## Requirement
The passage below collects reviews of a film score. List every critic it quotes by name.

## Extract provided
* begin *
James Southall of Movie Wave wrote "what does differentiate this score are actually the quieter, more tender moments, where it becomes clear that Örvarsson isn't just another robot on the production line – there's actual emotional depth to things like "Pretty Far From Brooklyn", or the quieter choral moments, even the ethereal quality of the electric cello heard in a few cues. Having said that – it would be entirely curmudgeonly to suggest that the barnstorming action music isn't without its enjoyment – "The Angel Rune" in particular is great fun.  It's a decent album, the best from this composer, and suggests there's some real talent there." Jonathan Broxton wrote "The Mortal Instruments: City of Bones is one of the most unexpectedly pleasant surprises in film music in 2013, a year which has, for the most part, failed to deliver many outstanding scores during its first eight months. Considering how quick his turnaround was from when he was hired, Atli Örvarsson's work here is astonishingly accomplished, emotional and exciting, with plenty of enjoyment to be gleaned from its three main elements: orchestra, chorus and synths. He continues to be a chameleon whose scores are impossible to predict beforehand, and this a good thing." Writing for Variety, Justin Chang stated "Atli Orvarsson's unmemorable score is supplemented with snippets of Bach's Goldberg Variations, which tie into one of the script's better gags".
* end *
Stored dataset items
* begin *
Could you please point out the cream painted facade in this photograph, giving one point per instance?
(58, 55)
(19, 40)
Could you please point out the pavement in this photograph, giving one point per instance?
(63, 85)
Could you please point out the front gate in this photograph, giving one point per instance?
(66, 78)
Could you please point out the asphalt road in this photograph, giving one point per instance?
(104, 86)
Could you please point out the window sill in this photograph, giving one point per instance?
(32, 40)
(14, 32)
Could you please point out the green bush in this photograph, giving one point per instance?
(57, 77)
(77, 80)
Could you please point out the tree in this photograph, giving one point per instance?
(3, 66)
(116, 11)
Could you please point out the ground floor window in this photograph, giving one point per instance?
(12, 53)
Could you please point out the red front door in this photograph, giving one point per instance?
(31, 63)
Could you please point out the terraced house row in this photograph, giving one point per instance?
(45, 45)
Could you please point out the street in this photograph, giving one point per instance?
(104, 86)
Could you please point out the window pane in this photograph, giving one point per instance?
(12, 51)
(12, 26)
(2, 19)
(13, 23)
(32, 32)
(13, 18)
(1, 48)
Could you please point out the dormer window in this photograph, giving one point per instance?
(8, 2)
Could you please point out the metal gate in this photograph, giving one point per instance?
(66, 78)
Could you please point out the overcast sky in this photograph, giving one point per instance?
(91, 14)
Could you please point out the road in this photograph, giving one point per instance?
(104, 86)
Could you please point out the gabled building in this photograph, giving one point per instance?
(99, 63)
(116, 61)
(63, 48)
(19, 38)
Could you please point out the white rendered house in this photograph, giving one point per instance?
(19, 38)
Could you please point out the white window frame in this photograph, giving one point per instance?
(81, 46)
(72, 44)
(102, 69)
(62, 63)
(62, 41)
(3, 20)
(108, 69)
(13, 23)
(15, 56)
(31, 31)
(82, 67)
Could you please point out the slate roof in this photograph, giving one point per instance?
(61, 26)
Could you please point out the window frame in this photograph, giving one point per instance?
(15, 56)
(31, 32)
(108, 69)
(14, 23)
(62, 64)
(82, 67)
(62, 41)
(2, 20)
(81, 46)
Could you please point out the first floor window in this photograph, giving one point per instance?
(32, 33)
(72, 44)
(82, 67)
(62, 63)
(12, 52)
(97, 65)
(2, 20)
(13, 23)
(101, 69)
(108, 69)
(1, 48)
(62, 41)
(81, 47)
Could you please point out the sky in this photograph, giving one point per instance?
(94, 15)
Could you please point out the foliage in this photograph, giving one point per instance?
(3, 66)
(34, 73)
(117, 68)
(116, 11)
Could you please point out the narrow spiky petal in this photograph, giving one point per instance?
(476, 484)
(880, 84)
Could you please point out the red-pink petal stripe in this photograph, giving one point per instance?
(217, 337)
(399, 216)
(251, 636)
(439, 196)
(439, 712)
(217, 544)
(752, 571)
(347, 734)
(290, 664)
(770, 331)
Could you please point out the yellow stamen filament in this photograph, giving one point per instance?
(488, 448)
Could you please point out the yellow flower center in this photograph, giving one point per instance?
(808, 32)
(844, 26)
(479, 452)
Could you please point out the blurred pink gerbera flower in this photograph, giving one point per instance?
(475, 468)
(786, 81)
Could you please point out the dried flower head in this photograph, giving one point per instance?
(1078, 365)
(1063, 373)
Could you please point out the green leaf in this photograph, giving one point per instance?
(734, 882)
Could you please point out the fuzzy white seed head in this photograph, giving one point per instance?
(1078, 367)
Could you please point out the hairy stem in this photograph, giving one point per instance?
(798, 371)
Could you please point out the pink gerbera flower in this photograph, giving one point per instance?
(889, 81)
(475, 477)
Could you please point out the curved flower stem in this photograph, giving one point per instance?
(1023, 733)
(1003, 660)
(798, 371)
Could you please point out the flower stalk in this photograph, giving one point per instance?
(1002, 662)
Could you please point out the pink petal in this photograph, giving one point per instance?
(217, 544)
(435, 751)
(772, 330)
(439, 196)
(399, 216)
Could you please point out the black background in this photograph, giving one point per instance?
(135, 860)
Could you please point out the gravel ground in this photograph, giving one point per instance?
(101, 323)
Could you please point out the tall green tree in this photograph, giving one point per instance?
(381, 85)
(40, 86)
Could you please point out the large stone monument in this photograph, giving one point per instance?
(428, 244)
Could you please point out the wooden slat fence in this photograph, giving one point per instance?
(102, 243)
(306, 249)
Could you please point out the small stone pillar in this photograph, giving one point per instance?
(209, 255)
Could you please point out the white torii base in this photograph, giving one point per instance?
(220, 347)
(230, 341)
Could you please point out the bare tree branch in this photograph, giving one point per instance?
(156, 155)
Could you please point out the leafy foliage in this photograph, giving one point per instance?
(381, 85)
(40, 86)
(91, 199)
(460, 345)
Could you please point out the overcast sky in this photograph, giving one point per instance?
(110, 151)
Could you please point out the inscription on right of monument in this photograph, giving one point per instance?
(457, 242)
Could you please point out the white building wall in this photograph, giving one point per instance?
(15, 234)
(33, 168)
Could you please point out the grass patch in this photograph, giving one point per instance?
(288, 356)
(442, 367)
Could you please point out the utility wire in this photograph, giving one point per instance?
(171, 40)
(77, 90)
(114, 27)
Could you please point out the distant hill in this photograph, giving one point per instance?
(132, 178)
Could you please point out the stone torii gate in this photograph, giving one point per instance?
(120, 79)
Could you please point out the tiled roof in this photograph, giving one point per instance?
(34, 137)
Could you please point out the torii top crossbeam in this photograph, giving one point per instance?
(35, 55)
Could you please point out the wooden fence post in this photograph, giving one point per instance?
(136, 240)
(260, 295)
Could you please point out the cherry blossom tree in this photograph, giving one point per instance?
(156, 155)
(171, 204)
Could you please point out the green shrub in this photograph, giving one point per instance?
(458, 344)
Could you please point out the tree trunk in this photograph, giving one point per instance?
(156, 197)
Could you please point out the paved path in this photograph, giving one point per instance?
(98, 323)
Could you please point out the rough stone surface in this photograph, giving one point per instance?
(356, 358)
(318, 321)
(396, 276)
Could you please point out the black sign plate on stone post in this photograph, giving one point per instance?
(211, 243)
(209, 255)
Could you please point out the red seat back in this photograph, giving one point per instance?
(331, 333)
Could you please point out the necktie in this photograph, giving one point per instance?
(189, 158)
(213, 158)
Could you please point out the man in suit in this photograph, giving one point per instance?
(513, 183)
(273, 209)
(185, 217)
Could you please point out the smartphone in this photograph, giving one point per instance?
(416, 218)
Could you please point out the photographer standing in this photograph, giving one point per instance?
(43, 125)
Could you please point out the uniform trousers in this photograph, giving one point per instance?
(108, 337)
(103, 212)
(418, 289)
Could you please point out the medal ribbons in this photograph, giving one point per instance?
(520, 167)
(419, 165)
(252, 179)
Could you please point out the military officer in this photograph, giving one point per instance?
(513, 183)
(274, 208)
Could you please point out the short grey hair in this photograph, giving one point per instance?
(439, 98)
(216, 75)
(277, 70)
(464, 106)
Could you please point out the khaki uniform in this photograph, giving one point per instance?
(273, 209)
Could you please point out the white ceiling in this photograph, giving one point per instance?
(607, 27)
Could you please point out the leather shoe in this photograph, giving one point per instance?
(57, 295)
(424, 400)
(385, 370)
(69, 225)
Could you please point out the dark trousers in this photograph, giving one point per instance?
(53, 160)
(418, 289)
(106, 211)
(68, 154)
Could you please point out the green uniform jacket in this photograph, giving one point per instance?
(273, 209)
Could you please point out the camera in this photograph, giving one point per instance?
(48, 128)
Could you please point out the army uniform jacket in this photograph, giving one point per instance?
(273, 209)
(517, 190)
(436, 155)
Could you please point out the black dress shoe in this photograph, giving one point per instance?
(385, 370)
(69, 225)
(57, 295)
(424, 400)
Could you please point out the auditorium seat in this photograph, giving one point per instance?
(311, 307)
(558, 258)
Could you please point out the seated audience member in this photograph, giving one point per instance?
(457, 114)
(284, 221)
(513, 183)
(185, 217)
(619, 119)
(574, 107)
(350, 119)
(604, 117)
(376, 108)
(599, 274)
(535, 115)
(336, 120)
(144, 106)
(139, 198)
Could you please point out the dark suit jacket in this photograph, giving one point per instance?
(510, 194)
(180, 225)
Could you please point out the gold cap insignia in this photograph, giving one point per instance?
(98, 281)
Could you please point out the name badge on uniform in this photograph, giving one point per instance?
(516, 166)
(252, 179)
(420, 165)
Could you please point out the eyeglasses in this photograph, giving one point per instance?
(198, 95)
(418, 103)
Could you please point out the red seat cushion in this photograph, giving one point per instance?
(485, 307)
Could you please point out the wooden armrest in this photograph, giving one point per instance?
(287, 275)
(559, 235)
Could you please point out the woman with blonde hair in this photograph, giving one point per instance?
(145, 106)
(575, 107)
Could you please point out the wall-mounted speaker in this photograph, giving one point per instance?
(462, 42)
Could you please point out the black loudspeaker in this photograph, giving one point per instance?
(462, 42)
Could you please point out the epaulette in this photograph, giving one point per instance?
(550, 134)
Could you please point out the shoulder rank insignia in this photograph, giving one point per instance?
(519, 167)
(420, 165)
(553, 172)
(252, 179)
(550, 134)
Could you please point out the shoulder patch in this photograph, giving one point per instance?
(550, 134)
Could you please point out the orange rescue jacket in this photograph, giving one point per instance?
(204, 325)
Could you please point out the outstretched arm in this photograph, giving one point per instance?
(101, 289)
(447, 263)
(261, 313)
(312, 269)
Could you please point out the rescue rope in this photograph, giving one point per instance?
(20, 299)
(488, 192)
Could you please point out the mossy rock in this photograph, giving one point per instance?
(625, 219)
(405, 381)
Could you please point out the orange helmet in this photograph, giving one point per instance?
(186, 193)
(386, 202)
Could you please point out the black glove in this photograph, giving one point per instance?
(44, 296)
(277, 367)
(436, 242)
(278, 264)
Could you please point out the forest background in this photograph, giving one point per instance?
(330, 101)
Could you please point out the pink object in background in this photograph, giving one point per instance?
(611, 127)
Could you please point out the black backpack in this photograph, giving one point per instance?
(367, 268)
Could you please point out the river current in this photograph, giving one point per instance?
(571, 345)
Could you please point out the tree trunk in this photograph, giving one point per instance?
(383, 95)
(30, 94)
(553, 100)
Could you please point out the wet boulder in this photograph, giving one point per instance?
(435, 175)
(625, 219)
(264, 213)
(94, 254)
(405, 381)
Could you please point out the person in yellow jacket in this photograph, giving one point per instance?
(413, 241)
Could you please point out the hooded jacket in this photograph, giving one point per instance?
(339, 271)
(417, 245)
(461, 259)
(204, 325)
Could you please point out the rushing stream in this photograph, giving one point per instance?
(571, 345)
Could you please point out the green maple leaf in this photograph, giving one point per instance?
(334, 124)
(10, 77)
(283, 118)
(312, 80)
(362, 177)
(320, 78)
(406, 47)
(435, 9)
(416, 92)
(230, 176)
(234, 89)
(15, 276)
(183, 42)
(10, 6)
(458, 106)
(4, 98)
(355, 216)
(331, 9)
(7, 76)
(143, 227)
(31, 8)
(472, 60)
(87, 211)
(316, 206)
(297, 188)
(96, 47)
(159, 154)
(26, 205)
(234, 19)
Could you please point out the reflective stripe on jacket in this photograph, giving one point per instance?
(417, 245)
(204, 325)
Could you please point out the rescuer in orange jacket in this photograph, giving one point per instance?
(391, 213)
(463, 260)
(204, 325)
* end *
## Response to the task
James Southall, Jonathan Broxton, Justin Chang